# TRAVAIL DEMANDÉ
Recopiez sans rien y changer chacune des lignes de tous les enregistrements qui figurent ci-dessous.

# ENREGISTREMENTS FOURNIS
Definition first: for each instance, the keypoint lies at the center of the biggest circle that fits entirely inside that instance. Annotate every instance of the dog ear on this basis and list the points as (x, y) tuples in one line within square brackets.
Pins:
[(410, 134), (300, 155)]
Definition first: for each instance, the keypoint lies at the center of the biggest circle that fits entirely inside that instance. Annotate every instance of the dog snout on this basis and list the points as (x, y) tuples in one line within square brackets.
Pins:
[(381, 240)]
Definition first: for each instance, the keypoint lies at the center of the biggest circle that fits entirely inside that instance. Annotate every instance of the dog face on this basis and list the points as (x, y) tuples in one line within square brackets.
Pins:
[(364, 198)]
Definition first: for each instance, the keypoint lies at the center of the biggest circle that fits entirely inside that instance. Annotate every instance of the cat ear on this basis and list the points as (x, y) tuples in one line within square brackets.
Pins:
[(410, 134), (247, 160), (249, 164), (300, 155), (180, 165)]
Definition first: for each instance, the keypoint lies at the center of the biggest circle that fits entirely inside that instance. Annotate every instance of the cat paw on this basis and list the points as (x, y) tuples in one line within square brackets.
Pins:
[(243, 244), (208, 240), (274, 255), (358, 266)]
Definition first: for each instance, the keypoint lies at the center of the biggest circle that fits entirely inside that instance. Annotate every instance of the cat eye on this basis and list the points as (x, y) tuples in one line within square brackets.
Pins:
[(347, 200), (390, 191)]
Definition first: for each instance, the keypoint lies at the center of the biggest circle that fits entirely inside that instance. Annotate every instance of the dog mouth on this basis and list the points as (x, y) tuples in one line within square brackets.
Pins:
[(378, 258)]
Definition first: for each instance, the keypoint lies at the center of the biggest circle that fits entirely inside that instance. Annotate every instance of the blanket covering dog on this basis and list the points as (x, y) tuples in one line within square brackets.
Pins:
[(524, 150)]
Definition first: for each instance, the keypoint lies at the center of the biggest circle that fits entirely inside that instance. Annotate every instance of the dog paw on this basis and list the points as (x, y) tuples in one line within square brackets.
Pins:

# RÉPONSE
Definition first: for each instance, the keypoint lies at the center of the biggest circle that fits entirely inside that instance. Annotate every instance of the dog ear on this basis and list the points as (x, y) tuples in one line within square brackets.
Pins:
[(410, 134), (300, 155)]
Definition first: for each instance, the keypoint lies at the center of the biggest circle that fits entirely inside that instance. Annotate every instance of the dog snout on this basis and list the points as (x, y) tuples in one line within square brackets.
Pins:
[(381, 240)]
Definition first: for each instance, the keypoint lies at the center of the biggest circle that fits entirely inside that instance. Annotate every instance of the dog face on this basis and list the points as (x, y) tuples in one line within square brackets.
Pins:
[(364, 198)]
Definition first: for each instance, the keypoint lies at the center of the biggest circle that fits entirely inside that instance. Annotate every instance of the cat ear on this basis and list the points as (x, y) tuples in one line within square brackets.
Pins:
[(410, 134), (247, 160), (249, 164), (300, 155), (180, 165)]
Definition first: for each instance, the keypoint lies at the center of the biggest circle that fits entirely inside that instance. Annotate every instance of the cat paw on this basis and list the points as (x, y) tuples in one line within square brackets.
Pins:
[(243, 244), (208, 240), (274, 255), (358, 266)]
Definition first: for each instance, the keypoint lies at the center of the biggest circle that fits entirely inside that instance. Annotate every instance of the cat eye on this basis and list the points as (x, y) tuples in one line within square brackets.
Pins:
[(347, 200), (390, 191)]
Definition first: for each instance, the keypoint lies at the center of the biggest circle that fits entirely inside that instance. Annotate every instance of the dog mouth on this basis and list the points as (x, y) tuples in one line within square brackets.
Pins:
[(378, 258)]
Definition first: for each instance, the keypoint lies at the center of the biggest circle that fits entirely inside that instance. Annotate every instance of the blanket covering dog on this basis and list the points as (x, y) tuples in one line within square brackets.
Pins:
[(524, 150)]
Definition first: for each instance, the keypoint lies at the center of the biggest circle that fits entirely inside that instance. Annotate every instance of the dog paw on this basis and list the points as (x, y) tuples in one line within square brackets.
Pins:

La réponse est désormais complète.